EXTRAIT SOURCE ->
****

Le jeu est donc rebattu en matière de distribution pharmaceutique. Rien ne dit, d’ailleurs, que le marché doive se réorganiser autour des opérateurs Internet. Les chaînes de pharmacies, par exemple, ont l’opportunité de renforcer leur rôle dans le système de soins. Walgreens, une des principales chaînes d’officines américaines (2 500 pharmacies pour un chiffre d’affaires de 15 milliards de dollars) a déjà lancé son service Internet de commande en ligne. Là encore, les patients chroniques peuvent s’inscrire pour bénéficier de services personnalisés, dont le renouvellement automatique d’ordonnances. En fonction des prises théoriques, Walgreens prévoit le moment du renouvellement et prépare le lot. Le patient est alors prévenu. Il peut passer dans son magasin habituel, à moins qu’il ne préfère être livré.

Parmi les autres pharmacies électroniques en cours de déploiement, il convient de citer Drugstore.com, soutenu par la société Kleiner-Perkins et dirigé par Peter Neupert, ancien responsable des nouveaux médias chez Microsoft. Parmi l’équipe de direction figurent Andy Stergachis, professeur de pharmacologie à l’Université de Washington, et Tracy Nolan, ancien vice-présidente de Merck-Medco Managed care. Cet exemple explique un des mouvements de fond de l’Internet : la création de richesses et d’activités nouvelles repose sur l’essaimage de cadres supérieurs issus de grandes sociétés et désireux de tenter une aventure à partir d’une idée originale ou d’une technologie nouvelle. Alors que les capitaux disponibles pour le lancement d’activités sont relativement abondants aux Etats-Unis et que le mot " Internet " suffit à intéresser les investisseurs, un grand nombre d’idées peuvent être testées et déclinées de nombreuses manières. En Europe, ce dynamisme est beaucoup moins important, si bien que les structures actuelles évoluent beaucoup plus lentement – d’autant que le public des internautes reste plus faible qu’aux Etats-Unis.

La pression exercée par les patients sur les professionnels de santé fera sans doute évoluer le système plus rapidement qu’il n’y paraît. Les organisations de soins et les assureurs redoutent de se trouver marginalisés s’ils ne parviennent pas à négocier le virage Internet avec suffisamment de rapidité et d’inventivité. Déjà, les HMO retardataires perdent des adhérents ou enregistrent des taux de satisfaction en diminution constante. Quand ils ne proposent pas de services spécifiques, leurs assurés s’abonnent à des sites médicaux lancés par des franc-tireurs. Health Oasis, initié par la Mayo Clinic et dont l’audience est passée de 55 000 visites en janvier 98 à 800 000 en août, BetterHealth et Dr.Koop sont quelques-uns des sites qui ont su le mieux répondre à cette demande nouvelle d’accompagnement. Ces services se trouvent aujourd’hui en position de force pour négocier certaines prestations avec les HMO de leurs visiteurs. On leur demande en effet d’assurer des campagnes de dépistage ou de prévention ainsi que des enquêtes pour le compte des organisations médicales, qui comptent sur la popularité de ces sites et sur la confiance qu’ils ont su susciter pour masquer leurs propres faiblesses. En somme, les organisations qui ne parviennent pas à devenir des organisations médiatiques devront prochainement apprendre à vivre avec de nouveaux intermédiaires, qui ont su occuper les segments émergents – et à forte valeur ajoutée – de la chaîne de valeur en santé.

****

DONNÉES ENREGISTRÉES ->
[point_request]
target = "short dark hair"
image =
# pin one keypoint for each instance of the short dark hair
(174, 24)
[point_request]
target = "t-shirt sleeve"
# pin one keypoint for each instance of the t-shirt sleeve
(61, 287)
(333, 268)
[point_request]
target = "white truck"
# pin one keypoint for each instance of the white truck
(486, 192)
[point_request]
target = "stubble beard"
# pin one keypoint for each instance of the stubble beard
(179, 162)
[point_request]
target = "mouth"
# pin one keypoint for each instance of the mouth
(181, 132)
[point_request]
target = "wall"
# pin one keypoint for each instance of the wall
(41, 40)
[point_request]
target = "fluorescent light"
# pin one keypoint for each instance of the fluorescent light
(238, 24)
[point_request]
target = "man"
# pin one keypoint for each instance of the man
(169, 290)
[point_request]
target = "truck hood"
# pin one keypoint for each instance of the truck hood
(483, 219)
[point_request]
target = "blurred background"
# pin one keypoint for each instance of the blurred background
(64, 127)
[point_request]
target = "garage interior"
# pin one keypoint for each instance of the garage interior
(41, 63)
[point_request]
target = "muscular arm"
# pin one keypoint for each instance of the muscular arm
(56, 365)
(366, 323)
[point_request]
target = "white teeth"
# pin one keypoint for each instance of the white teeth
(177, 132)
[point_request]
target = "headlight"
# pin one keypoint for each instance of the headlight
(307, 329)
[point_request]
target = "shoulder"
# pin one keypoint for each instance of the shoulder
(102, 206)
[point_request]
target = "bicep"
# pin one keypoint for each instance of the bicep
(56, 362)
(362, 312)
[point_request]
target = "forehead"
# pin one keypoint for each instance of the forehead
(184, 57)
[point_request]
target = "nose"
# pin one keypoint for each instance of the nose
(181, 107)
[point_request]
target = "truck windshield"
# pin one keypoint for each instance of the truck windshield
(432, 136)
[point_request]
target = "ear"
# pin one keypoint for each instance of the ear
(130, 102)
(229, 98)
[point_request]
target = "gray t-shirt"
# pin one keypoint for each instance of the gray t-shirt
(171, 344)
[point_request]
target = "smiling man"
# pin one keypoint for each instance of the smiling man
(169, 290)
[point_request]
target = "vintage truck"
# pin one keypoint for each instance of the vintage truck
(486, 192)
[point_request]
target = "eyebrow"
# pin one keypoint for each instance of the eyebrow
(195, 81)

****

À FAIRE ->
[1] Selon l'extrait sur la distribution pharmaceutique, combien de pharmacies compte la chaîne Walgreens ?
[2] Recopiez le passage de l'extrait sur la distribution pharmaceutique compris entre "Le jeu est donc" et "préfère être livré.", ces deux bornes incluses.
Les enregistrements ne sont pas nécessaires.

RÉPONSES ->
[1] Walgreens compte 2 500 pharmacies.

[2]
Le jeu est donc rebattu en matière de distribution pharmaceutique. Rien ne dit, d’ailleurs, que le marché doive se réorganiser autour des opérateurs Internet. Les chaînes de pharmacies, par exemple, ont l’opportunité de renforcer leur rôle dans le système de soins. Walgreens, une des principales chaînes d’officines américaines (2 500 pharmacies pour un chiffre d’affaires de 15 milliards de dollars) a déjà lancé son service Internet de commande en ligne. Là encore, les patients chroniques peuvent s’inscrire pour bénéficier de services personnalisés, dont le renouvellement automatique d’ordonnances. En fonction des prises théoriques, Walgreens prévoit le moment du renouvellement et prépare le lot. Le patient est alors prévenu. Il peut passer dans son magasin habituel, à moins qu’il ne préfère être livré.